#### [Task statement]
Starting with the line containing "Indicate every instance of the mountain in" and going on through the end of the records, lay out each line as a row of a Markdown table with columns No. (its row number) and Entry (the line itself). Leave out blank lines and the pictures.

* Start Source records *

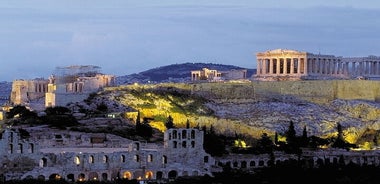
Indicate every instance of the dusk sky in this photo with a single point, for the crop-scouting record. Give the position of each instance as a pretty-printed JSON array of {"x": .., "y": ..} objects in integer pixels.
[{"x": 124, "y": 37}]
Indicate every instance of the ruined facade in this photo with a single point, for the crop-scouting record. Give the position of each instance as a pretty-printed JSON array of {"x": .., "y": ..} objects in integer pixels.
[
  {"x": 68, "y": 84},
  {"x": 283, "y": 64},
  {"x": 215, "y": 75},
  {"x": 76, "y": 156},
  {"x": 24, "y": 91}
]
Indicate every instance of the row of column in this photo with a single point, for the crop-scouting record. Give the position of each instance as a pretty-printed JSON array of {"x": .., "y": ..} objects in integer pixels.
[
  {"x": 290, "y": 66},
  {"x": 316, "y": 66}
]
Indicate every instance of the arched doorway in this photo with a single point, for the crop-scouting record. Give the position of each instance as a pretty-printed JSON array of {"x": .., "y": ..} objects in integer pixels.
[
  {"x": 41, "y": 177},
  {"x": 127, "y": 175},
  {"x": 54, "y": 176},
  {"x": 93, "y": 176},
  {"x": 148, "y": 175},
  {"x": 172, "y": 174},
  {"x": 70, "y": 177},
  {"x": 104, "y": 177}
]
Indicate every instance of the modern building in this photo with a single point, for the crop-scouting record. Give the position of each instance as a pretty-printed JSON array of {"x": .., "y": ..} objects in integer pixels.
[
  {"x": 283, "y": 64},
  {"x": 76, "y": 156}
]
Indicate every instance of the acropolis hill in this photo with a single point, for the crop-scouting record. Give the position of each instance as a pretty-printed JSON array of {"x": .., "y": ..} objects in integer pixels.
[
  {"x": 256, "y": 107},
  {"x": 317, "y": 91}
]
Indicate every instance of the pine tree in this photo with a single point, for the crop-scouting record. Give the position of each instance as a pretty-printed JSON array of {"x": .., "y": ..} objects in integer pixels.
[
  {"x": 291, "y": 134},
  {"x": 169, "y": 122}
]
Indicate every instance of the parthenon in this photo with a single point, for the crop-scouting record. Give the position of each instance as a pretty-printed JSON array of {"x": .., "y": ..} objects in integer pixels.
[{"x": 283, "y": 64}]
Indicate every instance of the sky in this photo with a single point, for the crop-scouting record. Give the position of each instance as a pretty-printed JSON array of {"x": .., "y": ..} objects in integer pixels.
[{"x": 130, "y": 36}]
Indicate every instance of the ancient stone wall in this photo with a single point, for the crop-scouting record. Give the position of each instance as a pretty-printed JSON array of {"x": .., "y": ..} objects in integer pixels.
[{"x": 318, "y": 91}]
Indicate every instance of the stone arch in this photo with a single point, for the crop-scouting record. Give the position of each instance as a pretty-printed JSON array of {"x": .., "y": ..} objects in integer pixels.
[
  {"x": 159, "y": 175},
  {"x": 164, "y": 159},
  {"x": 127, "y": 175},
  {"x": 31, "y": 148},
  {"x": 54, "y": 176},
  {"x": 174, "y": 134},
  {"x": 104, "y": 177},
  {"x": 91, "y": 159},
  {"x": 185, "y": 173},
  {"x": 205, "y": 159},
  {"x": 172, "y": 174},
  {"x": 136, "y": 158},
  {"x": 243, "y": 164},
  {"x": 149, "y": 175},
  {"x": 43, "y": 162},
  {"x": 261, "y": 163},
  {"x": 41, "y": 177},
  {"x": 195, "y": 173},
  {"x": 137, "y": 146},
  {"x": 252, "y": 163},
  {"x": 150, "y": 158},
  {"x": 139, "y": 175},
  {"x": 77, "y": 160},
  {"x": 70, "y": 177},
  {"x": 10, "y": 148},
  {"x": 20, "y": 148},
  {"x": 93, "y": 176},
  {"x": 81, "y": 177},
  {"x": 105, "y": 159},
  {"x": 184, "y": 134}
]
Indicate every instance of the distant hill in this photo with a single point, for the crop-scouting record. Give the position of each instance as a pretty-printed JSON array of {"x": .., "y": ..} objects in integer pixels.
[{"x": 174, "y": 73}]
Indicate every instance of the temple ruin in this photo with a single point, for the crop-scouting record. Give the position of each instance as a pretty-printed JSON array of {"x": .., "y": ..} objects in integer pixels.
[{"x": 283, "y": 64}]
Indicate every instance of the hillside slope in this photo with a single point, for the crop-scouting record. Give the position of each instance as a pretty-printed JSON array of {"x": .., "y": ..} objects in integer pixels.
[
  {"x": 174, "y": 73},
  {"x": 358, "y": 117}
]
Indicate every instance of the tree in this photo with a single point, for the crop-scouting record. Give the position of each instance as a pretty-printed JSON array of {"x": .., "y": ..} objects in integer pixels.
[
  {"x": 169, "y": 122},
  {"x": 21, "y": 111},
  {"x": 340, "y": 142},
  {"x": 138, "y": 118},
  {"x": 57, "y": 110},
  {"x": 213, "y": 144},
  {"x": 304, "y": 138},
  {"x": 144, "y": 129},
  {"x": 187, "y": 123},
  {"x": 291, "y": 134}
]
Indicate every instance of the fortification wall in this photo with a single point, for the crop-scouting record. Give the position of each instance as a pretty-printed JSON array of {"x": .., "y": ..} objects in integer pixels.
[{"x": 317, "y": 91}]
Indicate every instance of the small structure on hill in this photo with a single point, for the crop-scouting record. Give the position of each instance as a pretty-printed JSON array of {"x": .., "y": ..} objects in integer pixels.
[
  {"x": 214, "y": 75},
  {"x": 67, "y": 84}
]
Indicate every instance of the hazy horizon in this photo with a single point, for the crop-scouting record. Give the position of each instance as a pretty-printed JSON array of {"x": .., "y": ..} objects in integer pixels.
[{"x": 124, "y": 37}]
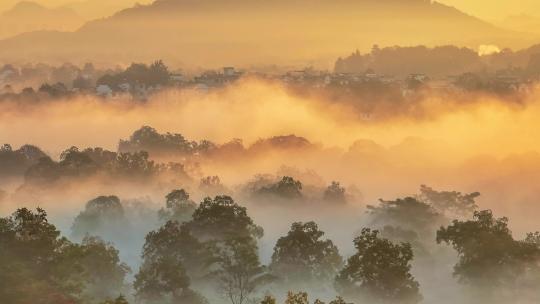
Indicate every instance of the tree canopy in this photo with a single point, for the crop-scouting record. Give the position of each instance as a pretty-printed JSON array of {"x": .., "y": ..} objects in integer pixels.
[
  {"x": 304, "y": 256},
  {"x": 379, "y": 271}
]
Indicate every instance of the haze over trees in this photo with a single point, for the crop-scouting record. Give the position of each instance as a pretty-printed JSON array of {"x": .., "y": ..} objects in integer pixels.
[
  {"x": 379, "y": 271},
  {"x": 303, "y": 257}
]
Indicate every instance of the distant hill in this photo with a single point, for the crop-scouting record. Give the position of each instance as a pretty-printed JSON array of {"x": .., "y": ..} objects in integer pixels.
[
  {"x": 30, "y": 16},
  {"x": 244, "y": 32}
]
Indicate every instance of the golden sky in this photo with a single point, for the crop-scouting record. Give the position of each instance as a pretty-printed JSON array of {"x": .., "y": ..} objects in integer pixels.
[
  {"x": 496, "y": 9},
  {"x": 486, "y": 9}
]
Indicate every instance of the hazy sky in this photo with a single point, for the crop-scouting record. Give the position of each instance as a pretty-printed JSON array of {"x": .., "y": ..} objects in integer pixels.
[
  {"x": 490, "y": 10},
  {"x": 496, "y": 9},
  {"x": 486, "y": 9}
]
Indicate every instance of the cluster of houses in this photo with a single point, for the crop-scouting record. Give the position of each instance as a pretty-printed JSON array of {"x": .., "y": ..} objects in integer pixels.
[{"x": 305, "y": 78}]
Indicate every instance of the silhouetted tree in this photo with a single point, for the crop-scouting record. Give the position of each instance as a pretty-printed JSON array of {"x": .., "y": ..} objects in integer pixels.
[
  {"x": 450, "y": 203},
  {"x": 178, "y": 207},
  {"x": 239, "y": 271},
  {"x": 335, "y": 194},
  {"x": 303, "y": 256},
  {"x": 489, "y": 257},
  {"x": 408, "y": 213},
  {"x": 221, "y": 219},
  {"x": 379, "y": 271},
  {"x": 170, "y": 255},
  {"x": 101, "y": 216},
  {"x": 287, "y": 188}
]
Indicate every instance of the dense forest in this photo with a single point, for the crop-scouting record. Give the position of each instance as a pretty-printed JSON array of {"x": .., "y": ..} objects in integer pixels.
[{"x": 205, "y": 246}]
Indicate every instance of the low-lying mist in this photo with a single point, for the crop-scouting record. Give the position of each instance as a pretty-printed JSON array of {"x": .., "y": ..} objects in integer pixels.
[{"x": 373, "y": 148}]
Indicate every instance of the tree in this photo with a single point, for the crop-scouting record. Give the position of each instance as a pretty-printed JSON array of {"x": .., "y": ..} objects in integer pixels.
[
  {"x": 297, "y": 298},
  {"x": 489, "y": 257},
  {"x": 379, "y": 271},
  {"x": 408, "y": 213},
  {"x": 335, "y": 194},
  {"x": 178, "y": 207},
  {"x": 101, "y": 216},
  {"x": 239, "y": 270},
  {"x": 31, "y": 253},
  {"x": 449, "y": 203},
  {"x": 268, "y": 300},
  {"x": 303, "y": 256},
  {"x": 211, "y": 185},
  {"x": 119, "y": 300},
  {"x": 286, "y": 188},
  {"x": 102, "y": 267},
  {"x": 170, "y": 256},
  {"x": 221, "y": 218},
  {"x": 39, "y": 266}
]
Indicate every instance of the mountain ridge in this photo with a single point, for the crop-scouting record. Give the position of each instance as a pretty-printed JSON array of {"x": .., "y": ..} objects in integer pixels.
[{"x": 190, "y": 31}]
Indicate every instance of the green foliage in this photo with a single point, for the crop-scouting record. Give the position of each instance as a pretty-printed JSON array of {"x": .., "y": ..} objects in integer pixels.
[
  {"x": 16, "y": 162},
  {"x": 379, "y": 271},
  {"x": 170, "y": 255},
  {"x": 39, "y": 266},
  {"x": 239, "y": 270},
  {"x": 148, "y": 139},
  {"x": 286, "y": 188},
  {"x": 103, "y": 270},
  {"x": 178, "y": 207},
  {"x": 297, "y": 298},
  {"x": 75, "y": 164},
  {"x": 119, "y": 300},
  {"x": 221, "y": 219},
  {"x": 101, "y": 215},
  {"x": 268, "y": 300},
  {"x": 408, "y": 213},
  {"x": 489, "y": 257},
  {"x": 303, "y": 256},
  {"x": 157, "y": 74},
  {"x": 335, "y": 194},
  {"x": 450, "y": 203}
]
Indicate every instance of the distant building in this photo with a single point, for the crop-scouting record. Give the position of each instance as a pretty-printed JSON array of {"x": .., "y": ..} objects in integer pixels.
[
  {"x": 229, "y": 71},
  {"x": 176, "y": 78},
  {"x": 104, "y": 91}
]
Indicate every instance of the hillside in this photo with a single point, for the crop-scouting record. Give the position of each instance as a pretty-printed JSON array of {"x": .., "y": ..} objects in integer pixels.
[{"x": 244, "y": 32}]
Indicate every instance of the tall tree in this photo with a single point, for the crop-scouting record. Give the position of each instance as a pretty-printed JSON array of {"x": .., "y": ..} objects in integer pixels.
[
  {"x": 239, "y": 272},
  {"x": 489, "y": 257},
  {"x": 379, "y": 271},
  {"x": 178, "y": 207},
  {"x": 304, "y": 256}
]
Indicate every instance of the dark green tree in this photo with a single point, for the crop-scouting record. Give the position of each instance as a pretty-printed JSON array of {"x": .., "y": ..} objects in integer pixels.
[
  {"x": 408, "y": 213},
  {"x": 239, "y": 272},
  {"x": 104, "y": 273},
  {"x": 303, "y": 256},
  {"x": 119, "y": 300},
  {"x": 221, "y": 219},
  {"x": 178, "y": 207},
  {"x": 335, "y": 194},
  {"x": 39, "y": 266},
  {"x": 379, "y": 271},
  {"x": 450, "y": 203},
  {"x": 170, "y": 255},
  {"x": 489, "y": 257},
  {"x": 101, "y": 216},
  {"x": 286, "y": 188}
]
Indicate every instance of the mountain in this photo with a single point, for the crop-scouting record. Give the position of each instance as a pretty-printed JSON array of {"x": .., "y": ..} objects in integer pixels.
[
  {"x": 245, "y": 32},
  {"x": 30, "y": 16},
  {"x": 522, "y": 23},
  {"x": 93, "y": 9}
]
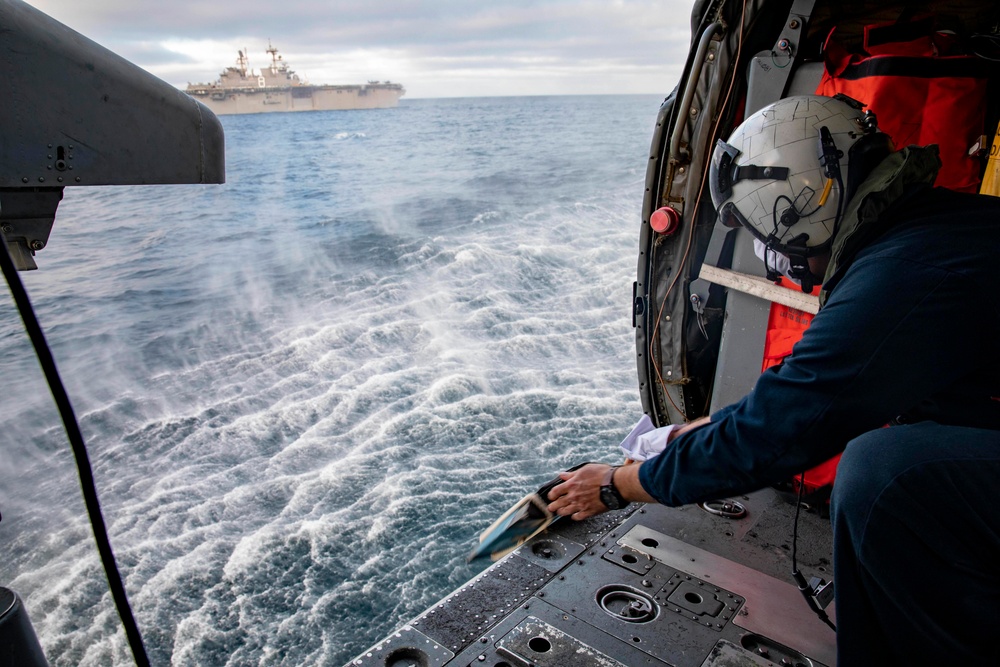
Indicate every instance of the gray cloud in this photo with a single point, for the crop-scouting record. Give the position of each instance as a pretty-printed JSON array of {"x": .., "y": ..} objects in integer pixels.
[{"x": 628, "y": 46}]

* End Source records *

#### [Task output]
| No. | Entry |
|---|---|
| 1 | Indicate every instance of the mountain in this photo with a single point, for the crop-scouting record. Give the position of each instance as a pretty-printed JSON array of {"x": .., "y": ..} objects in integer pixels. |
| 2 | [ |
| 3 |   {"x": 245, "y": 32}, |
| 4 |   {"x": 30, "y": 16}, |
| 5 |   {"x": 522, "y": 23}, |
| 6 |   {"x": 93, "y": 9} |
| 7 | ] |
| 8 | Indicate every instance of the gray cloud in this photo with a single point, for the crop-scouting record. Give the position of each instance as a pretty-printed JSON array of {"x": .., "y": ..} objects in integer pixels. |
| 9 | [{"x": 628, "y": 46}] |